*WHAT THE TASK REQUIRES*.
Please turn every line of all the rows below into one numbered list, omitting the blank lines.

(Stored items)
- - -

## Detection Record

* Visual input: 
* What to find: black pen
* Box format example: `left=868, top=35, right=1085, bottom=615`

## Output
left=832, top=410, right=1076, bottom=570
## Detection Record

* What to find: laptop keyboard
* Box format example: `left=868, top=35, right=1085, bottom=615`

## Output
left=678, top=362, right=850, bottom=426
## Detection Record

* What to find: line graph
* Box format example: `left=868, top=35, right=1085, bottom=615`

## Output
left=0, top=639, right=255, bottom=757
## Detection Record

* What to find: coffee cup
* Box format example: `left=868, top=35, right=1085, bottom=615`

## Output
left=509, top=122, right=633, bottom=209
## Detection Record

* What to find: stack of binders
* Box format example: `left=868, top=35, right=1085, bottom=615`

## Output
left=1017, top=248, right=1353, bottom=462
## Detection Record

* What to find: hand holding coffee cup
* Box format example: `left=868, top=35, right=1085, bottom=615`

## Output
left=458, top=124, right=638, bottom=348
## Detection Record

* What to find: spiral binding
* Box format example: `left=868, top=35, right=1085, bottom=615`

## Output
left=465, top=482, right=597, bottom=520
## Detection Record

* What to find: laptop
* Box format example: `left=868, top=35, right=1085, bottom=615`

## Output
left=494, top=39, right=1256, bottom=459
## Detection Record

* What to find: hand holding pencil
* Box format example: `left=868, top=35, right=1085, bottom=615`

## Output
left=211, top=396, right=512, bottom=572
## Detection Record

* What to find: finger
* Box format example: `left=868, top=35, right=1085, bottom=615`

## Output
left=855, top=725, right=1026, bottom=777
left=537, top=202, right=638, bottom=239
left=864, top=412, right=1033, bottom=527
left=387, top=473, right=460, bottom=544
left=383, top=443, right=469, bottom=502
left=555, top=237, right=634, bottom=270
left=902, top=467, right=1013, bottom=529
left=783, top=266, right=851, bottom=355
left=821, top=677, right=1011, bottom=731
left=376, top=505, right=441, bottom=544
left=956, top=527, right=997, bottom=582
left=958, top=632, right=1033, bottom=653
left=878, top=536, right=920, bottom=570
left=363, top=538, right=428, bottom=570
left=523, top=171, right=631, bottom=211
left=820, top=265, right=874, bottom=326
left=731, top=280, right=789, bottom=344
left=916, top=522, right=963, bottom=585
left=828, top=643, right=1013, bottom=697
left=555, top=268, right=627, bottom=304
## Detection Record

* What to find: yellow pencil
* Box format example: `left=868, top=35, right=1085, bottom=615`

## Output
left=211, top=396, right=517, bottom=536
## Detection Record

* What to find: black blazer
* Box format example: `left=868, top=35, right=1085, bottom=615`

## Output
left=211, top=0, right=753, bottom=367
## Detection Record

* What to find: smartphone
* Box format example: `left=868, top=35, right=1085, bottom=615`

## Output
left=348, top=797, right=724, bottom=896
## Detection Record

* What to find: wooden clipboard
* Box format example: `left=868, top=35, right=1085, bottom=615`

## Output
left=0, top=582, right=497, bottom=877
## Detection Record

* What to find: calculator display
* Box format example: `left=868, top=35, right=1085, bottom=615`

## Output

- - -

*RESPONSE*.
1. ## Detection Record
2. * Visual input: 
3. * What to find: black pen
4. * Box format example: `left=868, top=35, right=1085, bottom=615`
5. ## Output
6. left=832, top=410, right=1076, bottom=570
7. ## Detection Record
8. * What to find: laptop keyboard
9. * Box format example: `left=868, top=35, right=1085, bottom=615`
10. ## Output
11. left=678, top=362, right=850, bottom=426
12. ## Detection Record
13. * What to find: line graph
14. * Box format example: `left=868, top=35, right=1085, bottom=615`
15. ## Output
16. left=0, top=639, right=255, bottom=757
17. ## Detection Record
18. * What to find: coffee cup
19. * Box format example: `left=868, top=35, right=1085, bottom=615`
20. ## Output
21. left=509, top=122, right=633, bottom=209
22. ## Detection Record
23. * What to find: stack of binders
24. * Box format example: `left=868, top=35, right=1085, bottom=615`
25. ## Output
26. left=1017, top=248, right=1353, bottom=462
27. ## Detection Record
28. * What to find: hand holding coffee cup
29. * Box format example: `left=868, top=35, right=1085, bottom=615`
30. ## Output
31. left=458, top=124, right=638, bottom=348
32. ## Detection Record
33. * What to find: spiral binding
34. * Box format example: `left=868, top=35, right=1085, bottom=615`
35. ## Output
36. left=465, top=482, right=597, bottom=520
37. ## Detection Record
38. * What to find: laptop
39. * Box format example: `left=868, top=35, right=1085, bottom=615`
40. ## Output
41. left=494, top=39, right=1256, bottom=459
42. ## Detection Record
43. * What to find: hand holding pencil
44. * Box format example: `left=868, top=35, right=1085, bottom=615`
45. ## Output
46. left=211, top=396, right=512, bottom=572
47. ## Detection Record
48. * What to find: finger
49. * Box format example: `left=868, top=35, right=1085, bottom=615`
50. ## Output
51. left=855, top=725, right=1026, bottom=777
52. left=537, top=202, right=638, bottom=239
53. left=864, top=412, right=1033, bottom=527
54. left=387, top=473, right=460, bottom=544
55. left=383, top=443, right=469, bottom=502
56. left=555, top=237, right=634, bottom=270
57. left=902, top=467, right=1013, bottom=529
58. left=783, top=266, right=851, bottom=355
59. left=821, top=677, right=1011, bottom=731
60. left=376, top=505, right=441, bottom=544
61. left=956, top=527, right=997, bottom=582
62. left=958, top=632, right=1033, bottom=653
63. left=878, top=536, right=920, bottom=570
64. left=363, top=538, right=428, bottom=570
65. left=523, top=171, right=631, bottom=211
66. left=820, top=265, right=874, bottom=326
67. left=731, top=280, right=789, bottom=344
68. left=916, top=522, right=963, bottom=585
69. left=828, top=643, right=1013, bottom=697
70. left=555, top=268, right=627, bottom=304
71. ## Detection Record
72. * What to find: yellow pencil
73. * Box format example: `left=868, top=35, right=1085, bottom=615`
74. ## Output
75. left=211, top=396, right=517, bottom=536
76. ## Detection Record
77. * What to find: black blazer
78. * Box format example: `left=868, top=35, right=1085, bottom=615`
79. ## Output
80. left=211, top=0, right=753, bottom=367
81. ## Detection Record
82. * What to find: smartphone
83. * Box format example: `left=868, top=35, right=1085, bottom=615`
84. ## Output
85. left=348, top=797, right=724, bottom=896
86. ## Detection Record
87. * What to find: wooden clipboard
88. * Box format example: `left=868, top=35, right=1085, bottom=615`
89. ## Output
90. left=0, top=582, right=497, bottom=877
91. ## Detection Record
92. * What to find: calculator display
93. * Box format example: `left=868, top=35, right=1085, bottom=615`
94. ## Output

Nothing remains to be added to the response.